### Yapılacaklar
a) Nightcrawler hakkındaki metnin “2014’ün sonuna yetişen” sözleriyle başlayan paragrafını, temel bilgilerini koruyarak madde madde kısaltınız.
b) Nightcrawler hakkındaki metni kaldığı yerden alıp sürdürünüz.

### Verilen Metin
2014’ün sonuna yetişen Nightcrawler, sinema tarihinin en arsız, en acımasız, en duygusuz, en hırslı karakterlerinden biriyle tanıştırdı sinemaseverleri. Modern dünyanın “eğer sistem içinde var olmak istiyorsan, insanlığından ödün vermelisin” mottosuyla dayattığı insan(!) modelinin belki de en yozlaşmışı, en aşağılıyla. Jake Gyllenhaal’ın inandırıcı bir performans ile ete kemiğe büründürdüğü Louis Bloom, daha şimdiden son yıllarda perdeye yansıyan en akılda kalıcı anti-kahramanlardan biri haline geldi.

Koordinat işaretleme verileri:

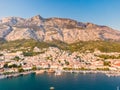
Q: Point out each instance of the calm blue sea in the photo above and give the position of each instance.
(66, 81)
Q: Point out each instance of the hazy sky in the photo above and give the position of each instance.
(103, 12)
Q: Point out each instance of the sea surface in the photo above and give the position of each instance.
(66, 81)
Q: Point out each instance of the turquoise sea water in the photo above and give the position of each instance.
(66, 81)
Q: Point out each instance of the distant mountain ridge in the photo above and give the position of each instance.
(49, 29)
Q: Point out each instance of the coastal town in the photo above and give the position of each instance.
(53, 59)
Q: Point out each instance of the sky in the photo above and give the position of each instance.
(101, 12)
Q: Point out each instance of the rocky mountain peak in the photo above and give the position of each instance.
(66, 30)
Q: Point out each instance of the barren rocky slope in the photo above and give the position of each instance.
(49, 29)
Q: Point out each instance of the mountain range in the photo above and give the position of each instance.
(50, 29)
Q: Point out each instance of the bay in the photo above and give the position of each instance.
(66, 81)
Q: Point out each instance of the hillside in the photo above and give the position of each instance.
(51, 29)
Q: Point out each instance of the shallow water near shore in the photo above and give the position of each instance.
(66, 81)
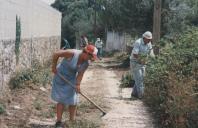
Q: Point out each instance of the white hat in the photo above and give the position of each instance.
(98, 39)
(147, 35)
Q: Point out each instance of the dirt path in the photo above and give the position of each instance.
(121, 110)
(31, 107)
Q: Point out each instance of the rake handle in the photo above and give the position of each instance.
(86, 97)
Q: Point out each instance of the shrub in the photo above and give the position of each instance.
(172, 79)
(127, 81)
(38, 74)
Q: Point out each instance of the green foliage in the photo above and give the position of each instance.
(18, 38)
(177, 15)
(83, 124)
(37, 75)
(77, 19)
(127, 81)
(172, 79)
(128, 15)
(2, 109)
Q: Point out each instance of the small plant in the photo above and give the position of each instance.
(38, 104)
(127, 81)
(83, 124)
(2, 109)
(38, 74)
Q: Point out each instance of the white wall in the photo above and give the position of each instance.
(38, 19)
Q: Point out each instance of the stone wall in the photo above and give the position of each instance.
(40, 35)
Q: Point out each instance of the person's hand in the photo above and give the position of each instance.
(78, 88)
(54, 70)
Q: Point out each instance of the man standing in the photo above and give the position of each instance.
(141, 49)
(99, 45)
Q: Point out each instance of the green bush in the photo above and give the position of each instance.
(127, 81)
(2, 109)
(173, 79)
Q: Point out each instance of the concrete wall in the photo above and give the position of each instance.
(117, 41)
(40, 35)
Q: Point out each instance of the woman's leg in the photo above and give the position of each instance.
(72, 112)
(59, 111)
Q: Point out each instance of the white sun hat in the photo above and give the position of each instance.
(147, 35)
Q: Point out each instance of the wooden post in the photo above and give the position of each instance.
(156, 23)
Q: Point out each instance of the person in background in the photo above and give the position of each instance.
(141, 49)
(72, 67)
(83, 41)
(99, 45)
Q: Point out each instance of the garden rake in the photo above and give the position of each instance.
(98, 107)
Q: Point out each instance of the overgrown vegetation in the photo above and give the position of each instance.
(37, 74)
(172, 81)
(18, 38)
(2, 108)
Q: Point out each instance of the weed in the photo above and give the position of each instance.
(2, 109)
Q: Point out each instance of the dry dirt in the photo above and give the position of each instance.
(31, 107)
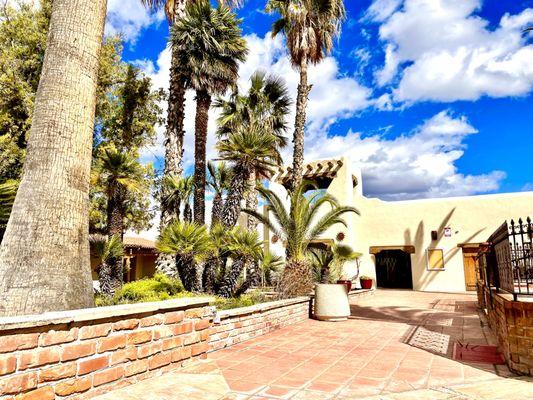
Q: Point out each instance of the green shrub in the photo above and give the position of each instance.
(158, 288)
(244, 300)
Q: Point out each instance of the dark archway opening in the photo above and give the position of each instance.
(393, 269)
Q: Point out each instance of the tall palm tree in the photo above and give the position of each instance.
(245, 249)
(219, 179)
(8, 190)
(209, 48)
(120, 174)
(251, 150)
(107, 250)
(190, 244)
(309, 27)
(305, 220)
(44, 257)
(267, 102)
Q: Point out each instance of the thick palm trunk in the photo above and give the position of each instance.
(229, 284)
(296, 279)
(299, 126)
(44, 257)
(203, 102)
(251, 202)
(238, 186)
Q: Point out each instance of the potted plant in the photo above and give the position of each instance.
(366, 282)
(331, 292)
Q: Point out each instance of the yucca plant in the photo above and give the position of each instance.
(305, 220)
(107, 250)
(191, 244)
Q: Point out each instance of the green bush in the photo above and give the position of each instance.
(158, 288)
(244, 300)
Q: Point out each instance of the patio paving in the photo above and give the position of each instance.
(397, 345)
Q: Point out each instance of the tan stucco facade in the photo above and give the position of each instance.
(408, 226)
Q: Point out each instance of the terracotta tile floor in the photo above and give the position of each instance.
(397, 345)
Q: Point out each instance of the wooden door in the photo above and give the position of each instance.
(470, 264)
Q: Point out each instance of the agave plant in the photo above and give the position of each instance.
(305, 220)
(191, 244)
(108, 250)
(328, 263)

### Çıktılar
a)
- 2014’ün sonuna yetişen Nightcrawler, sinemaseverleri sinema tarihinin en arsız, acımasız, duygusuz ve hırslı karakterlerinden biriyle tanıştırdı.
- Bu karakter, modern dünyanın “sistem içinde var olmak için insanlığından ödün ver” anlayışıyla dayattığı insan modelinin belki de en yozlaşmış ve en aşağılık örneğidir.
- Jake Gyllenhaal’ın inandırıcı bir performansla canlandırdığı Louis Bloom, şimdiden son yılların en akılda kalıcı anti-kahramanlarından biri oldu.

b)
1980, Los Angeles doğumlu Gyllenhaal, daha genç sayılabilecek yaşına rağmen, birçok dikkate değer projede yer aldı. Son filmindeki oyunuyla kariyerinin zirve performanslarından birine imza atan baygın bakışlı yıldızın, bugüne kadar canlandırdığı karakterler arasından (erken) bir “en iyi on” listesi yapmak kaçınılmaz hale geldi.
Not: Karakterler ait oldukları filmlerin yapım yıllarına göre sıraya dizilmiştir.
Donnie Darko (Donnie Darko, 2001)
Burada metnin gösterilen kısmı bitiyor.